Problem to work on
Give the data a second time, exactly and in full.

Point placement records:
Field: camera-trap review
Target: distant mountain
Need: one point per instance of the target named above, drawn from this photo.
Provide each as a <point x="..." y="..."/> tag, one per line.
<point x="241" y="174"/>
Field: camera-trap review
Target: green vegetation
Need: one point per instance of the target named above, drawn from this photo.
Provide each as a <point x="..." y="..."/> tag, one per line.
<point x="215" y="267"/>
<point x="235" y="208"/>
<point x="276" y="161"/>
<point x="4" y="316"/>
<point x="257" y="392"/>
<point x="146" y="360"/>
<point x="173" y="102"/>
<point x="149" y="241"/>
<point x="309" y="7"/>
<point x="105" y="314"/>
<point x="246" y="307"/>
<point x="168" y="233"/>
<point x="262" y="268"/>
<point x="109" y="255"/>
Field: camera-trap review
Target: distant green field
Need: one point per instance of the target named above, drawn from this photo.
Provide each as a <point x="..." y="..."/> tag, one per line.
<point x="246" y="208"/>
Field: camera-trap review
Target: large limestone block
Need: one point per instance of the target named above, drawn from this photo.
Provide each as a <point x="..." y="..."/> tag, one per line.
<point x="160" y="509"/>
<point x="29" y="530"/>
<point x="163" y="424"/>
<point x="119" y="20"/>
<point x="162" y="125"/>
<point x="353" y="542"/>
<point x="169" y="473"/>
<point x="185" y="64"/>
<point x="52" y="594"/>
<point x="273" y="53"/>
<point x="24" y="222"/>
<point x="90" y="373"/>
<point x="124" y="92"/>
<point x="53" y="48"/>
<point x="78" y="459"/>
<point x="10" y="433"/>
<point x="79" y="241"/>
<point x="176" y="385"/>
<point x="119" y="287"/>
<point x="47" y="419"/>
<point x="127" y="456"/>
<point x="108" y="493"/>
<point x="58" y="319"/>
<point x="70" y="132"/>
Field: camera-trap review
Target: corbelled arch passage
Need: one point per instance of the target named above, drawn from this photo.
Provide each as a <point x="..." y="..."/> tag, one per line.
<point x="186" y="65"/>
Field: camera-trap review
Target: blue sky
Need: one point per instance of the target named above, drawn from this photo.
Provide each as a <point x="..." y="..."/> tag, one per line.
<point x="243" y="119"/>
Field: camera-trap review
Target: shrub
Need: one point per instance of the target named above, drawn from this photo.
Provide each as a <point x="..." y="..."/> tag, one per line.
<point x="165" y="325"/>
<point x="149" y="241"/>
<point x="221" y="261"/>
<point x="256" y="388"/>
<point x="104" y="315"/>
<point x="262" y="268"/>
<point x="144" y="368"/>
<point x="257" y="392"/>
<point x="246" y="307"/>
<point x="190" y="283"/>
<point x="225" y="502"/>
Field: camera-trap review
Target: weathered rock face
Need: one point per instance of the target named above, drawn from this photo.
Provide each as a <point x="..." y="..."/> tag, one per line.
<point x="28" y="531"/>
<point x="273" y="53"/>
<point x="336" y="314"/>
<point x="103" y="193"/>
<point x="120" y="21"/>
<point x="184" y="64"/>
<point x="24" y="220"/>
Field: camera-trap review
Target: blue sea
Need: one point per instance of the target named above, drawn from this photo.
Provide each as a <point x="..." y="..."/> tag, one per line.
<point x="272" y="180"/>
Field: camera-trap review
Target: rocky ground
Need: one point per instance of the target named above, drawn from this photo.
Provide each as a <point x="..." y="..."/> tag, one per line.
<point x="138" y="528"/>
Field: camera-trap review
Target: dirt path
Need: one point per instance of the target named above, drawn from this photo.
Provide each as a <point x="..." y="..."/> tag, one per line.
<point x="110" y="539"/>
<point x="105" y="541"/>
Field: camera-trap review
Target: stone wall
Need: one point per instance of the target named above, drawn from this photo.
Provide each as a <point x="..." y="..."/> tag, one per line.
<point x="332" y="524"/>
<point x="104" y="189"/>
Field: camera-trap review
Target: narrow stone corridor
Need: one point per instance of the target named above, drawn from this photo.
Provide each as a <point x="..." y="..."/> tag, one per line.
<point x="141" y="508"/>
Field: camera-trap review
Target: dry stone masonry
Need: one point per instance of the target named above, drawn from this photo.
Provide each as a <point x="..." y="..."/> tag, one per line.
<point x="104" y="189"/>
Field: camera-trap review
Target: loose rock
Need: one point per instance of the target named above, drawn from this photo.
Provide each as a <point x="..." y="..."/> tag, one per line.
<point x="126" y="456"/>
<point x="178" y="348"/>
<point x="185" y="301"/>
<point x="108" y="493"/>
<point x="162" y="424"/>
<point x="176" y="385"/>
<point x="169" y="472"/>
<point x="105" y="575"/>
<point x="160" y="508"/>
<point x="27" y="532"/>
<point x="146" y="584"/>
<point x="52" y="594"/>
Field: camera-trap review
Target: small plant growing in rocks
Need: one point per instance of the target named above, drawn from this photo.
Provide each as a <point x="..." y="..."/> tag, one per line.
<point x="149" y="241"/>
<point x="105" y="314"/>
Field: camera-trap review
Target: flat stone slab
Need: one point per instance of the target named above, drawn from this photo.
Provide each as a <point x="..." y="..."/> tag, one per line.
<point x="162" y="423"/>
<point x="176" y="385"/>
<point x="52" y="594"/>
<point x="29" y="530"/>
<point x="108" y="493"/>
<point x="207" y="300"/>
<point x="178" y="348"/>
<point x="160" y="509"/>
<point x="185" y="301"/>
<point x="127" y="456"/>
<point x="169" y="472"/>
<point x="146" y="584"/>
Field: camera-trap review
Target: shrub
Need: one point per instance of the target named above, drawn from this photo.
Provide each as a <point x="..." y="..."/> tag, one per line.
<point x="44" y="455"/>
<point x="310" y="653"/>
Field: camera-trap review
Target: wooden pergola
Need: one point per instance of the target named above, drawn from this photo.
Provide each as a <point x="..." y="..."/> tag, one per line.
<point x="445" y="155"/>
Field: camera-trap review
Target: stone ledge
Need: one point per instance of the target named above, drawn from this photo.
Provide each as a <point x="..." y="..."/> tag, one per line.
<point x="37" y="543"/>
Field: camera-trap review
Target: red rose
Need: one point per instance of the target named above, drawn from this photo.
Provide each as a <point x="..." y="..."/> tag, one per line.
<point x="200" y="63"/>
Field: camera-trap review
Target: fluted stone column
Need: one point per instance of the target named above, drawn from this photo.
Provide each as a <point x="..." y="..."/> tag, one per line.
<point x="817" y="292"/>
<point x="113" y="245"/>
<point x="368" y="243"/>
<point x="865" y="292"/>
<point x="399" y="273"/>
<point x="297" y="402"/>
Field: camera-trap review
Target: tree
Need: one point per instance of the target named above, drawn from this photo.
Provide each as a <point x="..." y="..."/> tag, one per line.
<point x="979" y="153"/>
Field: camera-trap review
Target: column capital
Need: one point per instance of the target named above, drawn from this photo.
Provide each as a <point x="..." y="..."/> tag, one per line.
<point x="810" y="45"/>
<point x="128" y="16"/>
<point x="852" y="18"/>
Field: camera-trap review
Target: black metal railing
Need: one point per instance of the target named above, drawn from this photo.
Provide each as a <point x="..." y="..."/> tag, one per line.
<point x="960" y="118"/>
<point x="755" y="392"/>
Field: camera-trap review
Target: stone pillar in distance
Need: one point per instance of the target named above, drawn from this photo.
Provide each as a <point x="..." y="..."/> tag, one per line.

Answer to the task
Field: camera-trap review
Target: distant mountain
Need: one point per instance of the target named above, drawn from this photo.
Provide each as a <point x="..." y="..."/> tag, one per line.
<point x="241" y="174"/>
Field: camera-trap review
Target: green vegetation
Need: one point per instance of the target named above, drawn from this photo.
Provide each as a <point x="..." y="..."/> tag, one per line.
<point x="215" y="267"/>
<point x="235" y="208"/>
<point x="276" y="161"/>
<point x="4" y="316"/>
<point x="257" y="392"/>
<point x="146" y="360"/>
<point x="173" y="102"/>
<point x="149" y="241"/>
<point x="309" y="7"/>
<point x="105" y="314"/>
<point x="246" y="307"/>
<point x="168" y="233"/>
<point x="262" y="268"/>
<point x="109" y="255"/>
Field: camera-trap review
Target: distant green field
Need: one point per instance of the target named above, drawn from this photo.
Provide each as a <point x="..." y="..."/> tag, one per line.
<point x="246" y="208"/>
Field: camera-trap review
Target: large limestone block
Need: one point per instance of the target named above, drawn from this photo.
Provide each as a <point x="..." y="..."/> tag, one per line.
<point x="160" y="509"/>
<point x="29" y="530"/>
<point x="163" y="424"/>
<point x="119" y="20"/>
<point x="162" y="125"/>
<point x="353" y="542"/>
<point x="169" y="473"/>
<point x="185" y="64"/>
<point x="52" y="594"/>
<point x="273" y="53"/>
<point x="24" y="222"/>
<point x="90" y="373"/>
<point x="124" y="92"/>
<point x="53" y="48"/>
<point x="78" y="459"/>
<point x="10" y="433"/>
<point x="79" y="241"/>
<point x="176" y="385"/>
<point x="119" y="287"/>
<point x="47" y="419"/>
<point x="127" y="456"/>
<point x="108" y="493"/>
<point x="58" y="319"/>
<point x="70" y="132"/>
Field: camera-trap review
Target: corbelled arch passage
Need: one point per instance of the target named above, drawn from this photo.
Provide each as a <point x="..." y="..."/> tag, one per line.
<point x="186" y="65"/>
Field: camera-trap review
Target: blue sky
Need: one point per instance of the target named above, drawn from this photo.
Provide each as a <point x="..." y="..."/> tag, one per line.
<point x="243" y="119"/>
Field: camera-trap review
Target: shrub
Need: one point per instance of the target named above, drawn from this photo.
Provide each as a <point x="..." y="..."/> tag, one per line.
<point x="165" y="325"/>
<point x="149" y="241"/>
<point x="221" y="261"/>
<point x="256" y="388"/>
<point x="104" y="315"/>
<point x="262" y="268"/>
<point x="144" y="368"/>
<point x="257" y="392"/>
<point x="246" y="307"/>
<point x="190" y="283"/>
<point x="225" y="502"/>
Field: camera-trap review
Target: weathered rock face
Need: one point per instance of the target named above, drawn from this photo.
Provide each as a <point x="..." y="..."/> tag, one per line.
<point x="28" y="531"/>
<point x="273" y="53"/>
<point x="336" y="314"/>
<point x="103" y="193"/>
<point x="120" y="21"/>
<point x="184" y="64"/>
<point x="24" y="220"/>
Field: camera-trap review
Target: blue sea
Need: one point per instance of the target named above, drawn from this photo.
Provide each as a <point x="..." y="..."/> tag, one per line.
<point x="272" y="180"/>
Field: camera-trap review
Target: rocky ground
Need: one point per instance of the target named above, drawn from this photo.
Provide each as a <point x="..." y="..."/> tag, one per line.
<point x="138" y="528"/>
Field: camera-trap review
Target: dirt path
Need: one point per instance of the target named above, drawn from this photo.
Provide each as a <point x="..." y="..."/> tag, one per line.
<point x="110" y="539"/>
<point x="105" y="541"/>
Field: camera-trap review
Target: stone wall
Need: one point per instance of the target named above, drawn from this photo.
Provide each as a <point x="..." y="..."/> tag, one per line.
<point x="332" y="524"/>
<point x="104" y="189"/>
Field: camera-trap review
Target: narrow stone corridor
Need: one point per instance of the target named above, drawn from this photo.
Provide each as a <point x="..." y="..."/> tag, one per line.
<point x="141" y="508"/>
Field: camera-trap review
Target: dry stone masonry
Need: one point per instance of the target named above, drawn from this photo.
Provide each as a <point x="..." y="..."/> tag, one per line.
<point x="104" y="189"/>
Field: camera-trap review
Target: loose rock
Need: one point per instance of the target named above, drawn from this photo.
Provide each as a <point x="..." y="..."/> tag, one per line.
<point x="126" y="456"/>
<point x="178" y="348"/>
<point x="185" y="301"/>
<point x="108" y="493"/>
<point x="162" y="424"/>
<point x="176" y="385"/>
<point x="169" y="472"/>
<point x="105" y="575"/>
<point x="160" y="508"/>
<point x="27" y="532"/>
<point x="146" y="584"/>
<point x="52" y="594"/>
Field: camera-trap review
Target: small plant growing in rocks
Need: one point per instance of the target named above, drawn from this photo.
Provide each as a <point x="..." y="..."/> tag, one per line.
<point x="149" y="241"/>
<point x="105" y="314"/>
Field: camera-trap review
Target: flat stone slab
Need: one point per instance of the target named above, drawn from this photo.
Provide each as a <point x="..." y="..."/> tag, one per line.
<point x="162" y="423"/>
<point x="176" y="385"/>
<point x="52" y="594"/>
<point x="29" y="530"/>
<point x="108" y="493"/>
<point x="207" y="300"/>
<point x="178" y="348"/>
<point x="160" y="509"/>
<point x="185" y="301"/>
<point x="127" y="456"/>
<point x="169" y="472"/>
<point x="146" y="584"/>
Field: camera-trap review
Target: shrub
Need: one point per instance of the target named above, drawn from this photo.
Provide each as a <point x="..." y="..."/> tag, one per line.
<point x="44" y="455"/>
<point x="310" y="653"/>
Field: camera-trap review
Target: wooden pergola
Need: one point per instance of the target named above, drawn from this photo.
Provide each as a <point x="..." y="..."/> tag, one per line.
<point x="445" y="155"/>
Field: camera-trap review
Target: stone ledge
Need: one point per instance of the target named above, drawn from this photo.
Provide each as a <point x="..." y="..."/> tag, one per line.
<point x="37" y="543"/>
Field: camera-trap review
Target: red rose
Need: one point per instance of the target named above, drawn from this photo.
Provide each as a <point x="..." y="..."/> tag, one per line.
<point x="200" y="63"/>
Field: camera-trap review
Target: fluted stone column
Need: one point per instance of the target named above, drawn from this photo.
Provide each as a <point x="..." y="..."/> tag, one per line.
<point x="817" y="292"/>
<point x="113" y="245"/>
<point x="368" y="243"/>
<point x="865" y="292"/>
<point x="399" y="273"/>
<point x="297" y="402"/>
Field: camera-trap review
Target: tree
Need: one point per instance of the target named above, drawn from this photo.
Provide each as a <point x="..." y="..."/> tag, one per line.
<point x="979" y="153"/>
Field: camera-trap review
Target: column capital
Need: one point per instance of the target named above, drawn from this photo.
Provide each as a <point x="..." y="..."/> tag, one per line.
<point x="810" y="45"/>
<point x="128" y="16"/>
<point x="852" y="18"/>
Field: camera-trap review
Target: black metal railing
Need: one point per instance of the target named above, drawn from this photo.
Provide each as a <point x="..." y="..."/> tag, one per line.
<point x="960" y="118"/>
<point x="755" y="392"/>
Field: camera-trap review
Target: stone pillar in distance
Need: one point per instance of the target named above, drawn from this photo.
Provide each as a <point x="..." y="..."/> tag, one per line.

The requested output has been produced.